[Opening The data section]

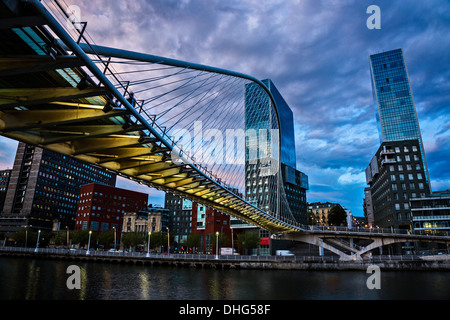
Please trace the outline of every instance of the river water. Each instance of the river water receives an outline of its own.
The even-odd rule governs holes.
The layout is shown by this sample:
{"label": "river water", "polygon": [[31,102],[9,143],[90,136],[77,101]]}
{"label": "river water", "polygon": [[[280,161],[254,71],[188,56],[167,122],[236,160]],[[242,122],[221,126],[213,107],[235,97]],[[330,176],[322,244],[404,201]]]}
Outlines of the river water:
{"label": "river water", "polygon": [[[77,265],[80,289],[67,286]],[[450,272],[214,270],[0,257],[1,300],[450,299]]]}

[Closing The data section]
[Opening The data section]

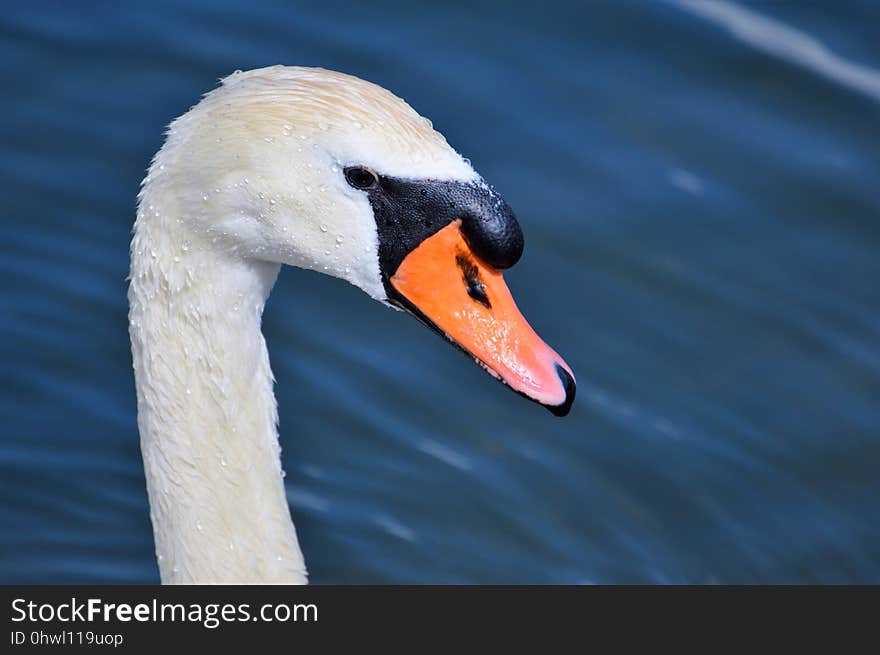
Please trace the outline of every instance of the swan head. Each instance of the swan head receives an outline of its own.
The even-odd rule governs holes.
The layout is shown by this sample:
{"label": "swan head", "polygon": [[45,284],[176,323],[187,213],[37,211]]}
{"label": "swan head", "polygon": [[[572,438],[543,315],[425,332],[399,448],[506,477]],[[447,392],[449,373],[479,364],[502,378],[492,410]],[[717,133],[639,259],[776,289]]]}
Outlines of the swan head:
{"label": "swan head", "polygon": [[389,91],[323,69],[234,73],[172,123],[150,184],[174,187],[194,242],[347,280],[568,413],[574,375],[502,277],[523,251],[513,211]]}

[Closing The data section]
[Opening The data section]

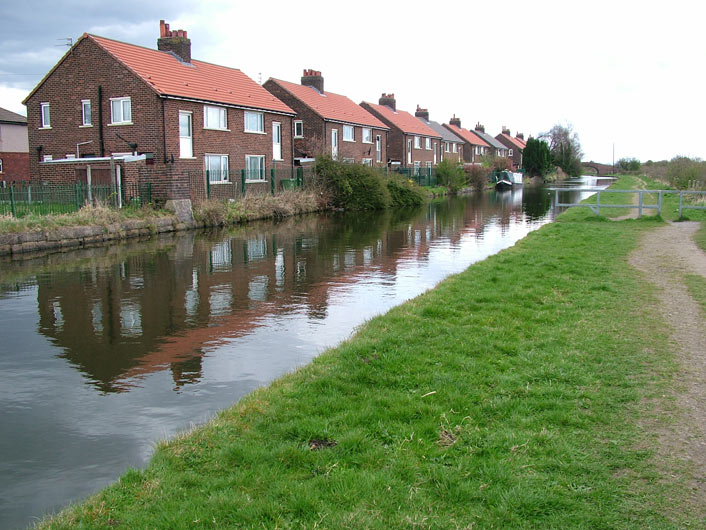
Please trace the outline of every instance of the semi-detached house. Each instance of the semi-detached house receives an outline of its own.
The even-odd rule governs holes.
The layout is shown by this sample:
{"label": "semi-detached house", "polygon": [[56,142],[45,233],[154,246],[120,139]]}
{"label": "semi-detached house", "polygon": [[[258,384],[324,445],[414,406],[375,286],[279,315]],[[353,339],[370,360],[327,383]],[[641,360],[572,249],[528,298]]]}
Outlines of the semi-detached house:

[Closing The data section]

- **Assigned task**: From the entries above, copy every line containing the word "detached".

- **Exercise result**:
Please trace the outline of every instance of the semi-detached house. Each instance of the semi-detached house receives an outline of its own.
{"label": "semi-detached house", "polygon": [[56,142],[45,233],[154,246],[120,139]]}
{"label": "semi-detached house", "polygon": [[[258,384],[324,445],[414,406],[375,286],[279,315]],[[353,339],[370,360],[327,383]],[[641,360],[572,249],[528,298]]]}
Outlines of the semi-detached house:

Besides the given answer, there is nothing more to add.